Trecho do texto:
::::::::::

Parcerias - Ela avalia existir um potencial de negócios com empresas brasileiras da área agrícola, em primeiro lugar. A savana africana possui clima e solo com características muito semelhantes às do cerrado brasileiro, mas tem uma produtividade muito inferior, o que abre espaços para parcerias com companhias brasileiras que vão desde transferências de tecnologia e venda de maquinários agrícolas, num primeiro momento, até a montagem de centros de pesquisa agrícolas e cultivo de áreas diretamente, num segundo momento. A China tem tentado preencher esse espaço, oferecendo desde maquinários agrícolas mais modernas e baratas até financiamentos, fomentando a agricultura africana para contar com um fornecedor de alimentos mais próximo e mais dependente.

::::::::::

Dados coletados
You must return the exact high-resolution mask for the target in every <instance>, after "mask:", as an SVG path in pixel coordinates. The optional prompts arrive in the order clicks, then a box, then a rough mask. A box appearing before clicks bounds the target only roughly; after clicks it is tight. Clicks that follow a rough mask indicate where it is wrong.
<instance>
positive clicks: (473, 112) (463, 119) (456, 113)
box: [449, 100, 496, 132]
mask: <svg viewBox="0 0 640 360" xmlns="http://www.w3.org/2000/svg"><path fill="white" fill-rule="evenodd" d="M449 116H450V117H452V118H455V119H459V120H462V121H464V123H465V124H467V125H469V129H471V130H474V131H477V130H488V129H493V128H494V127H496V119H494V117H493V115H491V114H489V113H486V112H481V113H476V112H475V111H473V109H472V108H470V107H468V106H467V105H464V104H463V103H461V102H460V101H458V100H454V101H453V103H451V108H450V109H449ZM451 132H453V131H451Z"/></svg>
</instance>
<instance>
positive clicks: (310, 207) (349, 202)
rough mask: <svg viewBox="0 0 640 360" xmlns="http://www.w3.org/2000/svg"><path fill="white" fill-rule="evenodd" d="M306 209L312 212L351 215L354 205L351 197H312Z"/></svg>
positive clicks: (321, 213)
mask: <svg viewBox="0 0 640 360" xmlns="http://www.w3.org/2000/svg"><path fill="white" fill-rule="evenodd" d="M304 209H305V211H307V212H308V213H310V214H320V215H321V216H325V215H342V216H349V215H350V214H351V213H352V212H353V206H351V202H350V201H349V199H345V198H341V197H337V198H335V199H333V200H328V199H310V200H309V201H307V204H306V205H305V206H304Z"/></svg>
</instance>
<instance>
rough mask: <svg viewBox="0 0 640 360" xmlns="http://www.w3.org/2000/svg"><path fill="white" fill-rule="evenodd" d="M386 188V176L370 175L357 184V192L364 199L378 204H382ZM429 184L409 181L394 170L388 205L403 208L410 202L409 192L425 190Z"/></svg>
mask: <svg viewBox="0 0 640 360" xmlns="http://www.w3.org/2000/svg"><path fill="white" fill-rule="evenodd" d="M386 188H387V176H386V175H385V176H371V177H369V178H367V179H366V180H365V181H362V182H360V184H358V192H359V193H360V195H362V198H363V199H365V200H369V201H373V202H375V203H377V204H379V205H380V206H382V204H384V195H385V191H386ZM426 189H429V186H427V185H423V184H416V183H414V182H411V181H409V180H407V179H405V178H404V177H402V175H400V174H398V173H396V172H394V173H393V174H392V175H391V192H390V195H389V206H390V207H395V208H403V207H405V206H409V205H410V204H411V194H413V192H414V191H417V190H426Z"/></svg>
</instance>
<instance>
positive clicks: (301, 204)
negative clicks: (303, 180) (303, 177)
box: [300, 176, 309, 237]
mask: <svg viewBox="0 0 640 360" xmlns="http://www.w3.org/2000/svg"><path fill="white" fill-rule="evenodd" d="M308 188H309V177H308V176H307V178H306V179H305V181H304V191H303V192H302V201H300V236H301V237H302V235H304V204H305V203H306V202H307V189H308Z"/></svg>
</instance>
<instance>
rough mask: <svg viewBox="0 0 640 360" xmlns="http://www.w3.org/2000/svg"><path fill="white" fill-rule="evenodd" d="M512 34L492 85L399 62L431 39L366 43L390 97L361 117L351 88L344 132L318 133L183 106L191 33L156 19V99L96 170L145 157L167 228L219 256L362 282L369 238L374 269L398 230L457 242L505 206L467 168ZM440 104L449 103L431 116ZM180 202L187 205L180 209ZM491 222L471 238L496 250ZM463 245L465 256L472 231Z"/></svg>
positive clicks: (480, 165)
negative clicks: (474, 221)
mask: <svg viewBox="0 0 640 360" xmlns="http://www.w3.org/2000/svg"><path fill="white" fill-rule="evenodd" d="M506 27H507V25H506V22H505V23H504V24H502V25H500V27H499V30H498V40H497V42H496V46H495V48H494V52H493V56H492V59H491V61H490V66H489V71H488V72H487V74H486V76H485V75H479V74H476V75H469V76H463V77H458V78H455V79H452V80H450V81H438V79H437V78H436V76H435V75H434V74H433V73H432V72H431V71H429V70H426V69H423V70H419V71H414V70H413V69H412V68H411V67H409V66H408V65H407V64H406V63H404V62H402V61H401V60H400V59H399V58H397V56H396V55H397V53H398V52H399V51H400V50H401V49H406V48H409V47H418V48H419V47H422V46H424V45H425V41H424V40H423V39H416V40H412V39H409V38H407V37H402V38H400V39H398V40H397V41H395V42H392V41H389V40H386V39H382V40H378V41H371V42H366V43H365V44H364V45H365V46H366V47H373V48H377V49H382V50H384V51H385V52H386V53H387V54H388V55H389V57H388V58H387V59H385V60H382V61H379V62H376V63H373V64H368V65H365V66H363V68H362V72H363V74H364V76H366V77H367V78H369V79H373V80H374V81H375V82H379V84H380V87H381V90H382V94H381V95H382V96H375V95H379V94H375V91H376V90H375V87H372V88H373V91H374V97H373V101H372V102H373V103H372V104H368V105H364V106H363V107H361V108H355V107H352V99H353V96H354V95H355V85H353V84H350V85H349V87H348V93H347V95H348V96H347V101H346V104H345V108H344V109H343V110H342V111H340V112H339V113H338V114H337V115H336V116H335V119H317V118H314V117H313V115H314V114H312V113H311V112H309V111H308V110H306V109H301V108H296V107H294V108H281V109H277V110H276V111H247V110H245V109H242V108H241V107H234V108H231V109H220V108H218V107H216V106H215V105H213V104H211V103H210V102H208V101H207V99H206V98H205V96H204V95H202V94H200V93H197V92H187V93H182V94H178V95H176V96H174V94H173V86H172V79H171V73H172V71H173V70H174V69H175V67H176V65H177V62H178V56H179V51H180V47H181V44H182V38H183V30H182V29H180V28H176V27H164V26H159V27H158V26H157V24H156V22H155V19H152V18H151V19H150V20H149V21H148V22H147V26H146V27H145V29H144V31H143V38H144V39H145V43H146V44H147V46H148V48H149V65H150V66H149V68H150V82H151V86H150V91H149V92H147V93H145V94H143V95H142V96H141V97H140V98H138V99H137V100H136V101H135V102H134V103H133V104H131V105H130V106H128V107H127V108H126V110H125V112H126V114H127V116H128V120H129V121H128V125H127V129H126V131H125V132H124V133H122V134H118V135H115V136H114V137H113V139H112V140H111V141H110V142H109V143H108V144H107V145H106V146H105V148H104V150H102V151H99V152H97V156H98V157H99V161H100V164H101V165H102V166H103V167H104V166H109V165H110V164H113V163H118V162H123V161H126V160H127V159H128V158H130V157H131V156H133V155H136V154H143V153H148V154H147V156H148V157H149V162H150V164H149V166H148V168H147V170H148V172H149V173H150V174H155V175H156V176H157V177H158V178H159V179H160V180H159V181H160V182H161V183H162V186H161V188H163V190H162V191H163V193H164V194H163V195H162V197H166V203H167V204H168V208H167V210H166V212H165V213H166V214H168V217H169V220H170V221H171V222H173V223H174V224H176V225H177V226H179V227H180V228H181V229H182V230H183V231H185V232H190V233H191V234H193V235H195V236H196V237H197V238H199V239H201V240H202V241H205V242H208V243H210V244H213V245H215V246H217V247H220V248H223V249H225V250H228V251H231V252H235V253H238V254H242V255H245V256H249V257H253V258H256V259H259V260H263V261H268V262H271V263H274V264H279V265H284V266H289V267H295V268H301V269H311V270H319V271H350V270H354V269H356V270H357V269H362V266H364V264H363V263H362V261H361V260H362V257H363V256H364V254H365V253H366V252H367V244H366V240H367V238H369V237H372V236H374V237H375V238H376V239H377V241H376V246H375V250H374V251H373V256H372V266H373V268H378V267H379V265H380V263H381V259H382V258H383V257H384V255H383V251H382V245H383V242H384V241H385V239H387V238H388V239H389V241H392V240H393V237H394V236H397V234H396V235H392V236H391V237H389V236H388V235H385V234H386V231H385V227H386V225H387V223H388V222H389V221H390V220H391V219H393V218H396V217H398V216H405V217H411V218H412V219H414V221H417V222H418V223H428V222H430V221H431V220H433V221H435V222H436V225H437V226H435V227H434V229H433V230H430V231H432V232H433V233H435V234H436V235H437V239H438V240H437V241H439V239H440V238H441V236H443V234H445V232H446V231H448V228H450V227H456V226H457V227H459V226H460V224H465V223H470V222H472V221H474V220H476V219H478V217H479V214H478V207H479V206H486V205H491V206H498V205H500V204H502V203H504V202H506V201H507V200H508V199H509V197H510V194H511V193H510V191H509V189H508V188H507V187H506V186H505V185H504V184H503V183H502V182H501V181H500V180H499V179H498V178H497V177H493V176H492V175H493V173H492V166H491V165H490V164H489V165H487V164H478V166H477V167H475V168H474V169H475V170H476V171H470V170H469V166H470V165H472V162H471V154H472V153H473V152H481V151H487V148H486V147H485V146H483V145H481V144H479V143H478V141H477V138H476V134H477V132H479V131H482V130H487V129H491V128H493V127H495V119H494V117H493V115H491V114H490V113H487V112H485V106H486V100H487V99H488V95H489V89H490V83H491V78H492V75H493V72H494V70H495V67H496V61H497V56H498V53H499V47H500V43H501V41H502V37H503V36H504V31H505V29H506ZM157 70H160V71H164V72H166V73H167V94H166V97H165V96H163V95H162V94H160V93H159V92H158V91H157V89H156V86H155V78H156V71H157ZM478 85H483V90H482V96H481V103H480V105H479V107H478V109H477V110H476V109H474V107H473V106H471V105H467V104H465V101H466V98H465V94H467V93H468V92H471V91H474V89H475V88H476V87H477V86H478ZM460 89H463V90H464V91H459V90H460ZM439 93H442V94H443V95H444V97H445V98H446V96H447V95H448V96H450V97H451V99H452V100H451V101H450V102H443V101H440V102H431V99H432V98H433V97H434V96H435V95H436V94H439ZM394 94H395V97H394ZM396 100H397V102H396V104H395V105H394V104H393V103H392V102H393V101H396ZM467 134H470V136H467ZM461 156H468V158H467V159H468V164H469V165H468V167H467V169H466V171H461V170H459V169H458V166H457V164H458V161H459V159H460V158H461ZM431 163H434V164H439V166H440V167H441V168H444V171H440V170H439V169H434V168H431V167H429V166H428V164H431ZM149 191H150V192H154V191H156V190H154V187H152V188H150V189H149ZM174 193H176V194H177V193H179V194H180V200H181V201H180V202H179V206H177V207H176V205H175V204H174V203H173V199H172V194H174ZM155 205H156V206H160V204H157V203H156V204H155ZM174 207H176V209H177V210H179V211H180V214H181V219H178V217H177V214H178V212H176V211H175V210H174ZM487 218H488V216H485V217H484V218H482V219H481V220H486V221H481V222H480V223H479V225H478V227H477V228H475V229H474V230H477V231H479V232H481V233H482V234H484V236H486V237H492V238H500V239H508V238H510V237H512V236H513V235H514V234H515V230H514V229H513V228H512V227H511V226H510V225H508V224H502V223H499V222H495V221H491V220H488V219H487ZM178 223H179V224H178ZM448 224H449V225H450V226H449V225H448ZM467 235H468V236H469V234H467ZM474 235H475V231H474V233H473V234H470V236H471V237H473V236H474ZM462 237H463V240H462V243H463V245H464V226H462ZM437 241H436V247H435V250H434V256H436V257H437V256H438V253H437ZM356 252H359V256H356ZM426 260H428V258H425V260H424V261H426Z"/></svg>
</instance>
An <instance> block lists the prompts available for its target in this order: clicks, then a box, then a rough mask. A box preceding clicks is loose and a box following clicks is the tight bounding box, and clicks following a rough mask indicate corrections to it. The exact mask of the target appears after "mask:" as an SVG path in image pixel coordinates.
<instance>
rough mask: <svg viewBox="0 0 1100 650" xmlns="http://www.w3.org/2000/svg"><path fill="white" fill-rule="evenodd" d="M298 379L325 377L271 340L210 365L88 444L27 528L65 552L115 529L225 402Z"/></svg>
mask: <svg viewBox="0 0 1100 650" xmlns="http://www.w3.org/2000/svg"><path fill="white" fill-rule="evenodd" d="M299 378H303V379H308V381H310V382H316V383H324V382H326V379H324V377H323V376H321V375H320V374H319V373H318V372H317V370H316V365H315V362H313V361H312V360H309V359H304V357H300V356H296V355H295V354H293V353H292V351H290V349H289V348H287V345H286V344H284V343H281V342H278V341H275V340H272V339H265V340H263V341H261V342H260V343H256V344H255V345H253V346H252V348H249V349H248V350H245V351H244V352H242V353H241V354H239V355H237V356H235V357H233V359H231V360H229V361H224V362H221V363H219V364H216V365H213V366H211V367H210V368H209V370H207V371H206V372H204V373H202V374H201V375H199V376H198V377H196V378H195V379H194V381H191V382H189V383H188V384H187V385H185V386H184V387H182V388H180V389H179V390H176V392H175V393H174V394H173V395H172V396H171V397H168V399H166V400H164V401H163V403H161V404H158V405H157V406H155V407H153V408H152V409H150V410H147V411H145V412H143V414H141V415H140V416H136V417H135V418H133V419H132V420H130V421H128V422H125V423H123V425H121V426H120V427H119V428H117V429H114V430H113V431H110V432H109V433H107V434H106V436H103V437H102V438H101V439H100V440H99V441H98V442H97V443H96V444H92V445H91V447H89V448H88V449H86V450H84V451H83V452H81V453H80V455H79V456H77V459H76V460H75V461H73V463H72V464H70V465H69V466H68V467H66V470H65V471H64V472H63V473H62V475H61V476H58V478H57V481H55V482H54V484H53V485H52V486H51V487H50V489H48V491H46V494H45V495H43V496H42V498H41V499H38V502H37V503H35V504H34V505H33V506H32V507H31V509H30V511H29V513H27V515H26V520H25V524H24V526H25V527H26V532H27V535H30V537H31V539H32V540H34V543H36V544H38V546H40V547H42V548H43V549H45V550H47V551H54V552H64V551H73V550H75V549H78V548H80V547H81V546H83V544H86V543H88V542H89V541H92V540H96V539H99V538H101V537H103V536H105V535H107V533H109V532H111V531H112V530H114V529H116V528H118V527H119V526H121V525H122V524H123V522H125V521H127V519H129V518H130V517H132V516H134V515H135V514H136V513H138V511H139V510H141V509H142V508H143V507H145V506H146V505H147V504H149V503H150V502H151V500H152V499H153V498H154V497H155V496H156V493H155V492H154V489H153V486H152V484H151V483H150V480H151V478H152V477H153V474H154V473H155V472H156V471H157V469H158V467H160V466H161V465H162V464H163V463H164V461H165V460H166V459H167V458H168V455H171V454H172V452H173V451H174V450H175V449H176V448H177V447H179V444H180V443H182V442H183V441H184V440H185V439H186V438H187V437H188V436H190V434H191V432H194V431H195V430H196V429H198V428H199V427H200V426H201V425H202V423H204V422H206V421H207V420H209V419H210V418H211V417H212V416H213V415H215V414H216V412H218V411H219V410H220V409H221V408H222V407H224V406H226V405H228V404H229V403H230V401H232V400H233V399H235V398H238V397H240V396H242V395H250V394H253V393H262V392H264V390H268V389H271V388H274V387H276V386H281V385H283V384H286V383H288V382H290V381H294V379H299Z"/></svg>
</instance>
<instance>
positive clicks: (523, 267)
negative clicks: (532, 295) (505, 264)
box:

::::::::::

Sua tarefa: Dê sequência ao texto sobre parcerias agrícolas na savana africana, começando logo depois da última frase. Os itens são um material à parte, sem relação com o texto sobre parcerias agrícolas.

Resultado do exercício:
Outro segmento com grande potencial de negócios para empresas brasileiras é na área energética, principalmente na área de biocombustíveis. Embora tenha um potencial na produção de cana de açúcar e milho, a África não possui o know-how brasileiro para o emprego desses cultivares em usinas de etanol de uso automotivo. Além de ajudar na construção de plantas de etanol, as parcerias brasileiras poderiam avançar transferindo tecnologia para a mistura do etanol à gasolina africana e adaptando veículos a gasolina para etanol, ou flex, no continente. Com a África do Sul, que possui uma indústria automobilística já avançada e muito similar à brasileira, poderia haver cooperação para carros flex. “Há toda uma cadeia de valor a ser explorada nessa direção”, aponta Natália. Ainda na área energética, a CEO do Standard Bank Brasil aponta possíveis parcerias na implementação de usinas de energia, principalmente eólica e solar, num continente que vive uma fase de transição energética vindo do carvão para fontes mais limpas. “Hoje, 80% da energia da África ainda vem do carvão”, diz.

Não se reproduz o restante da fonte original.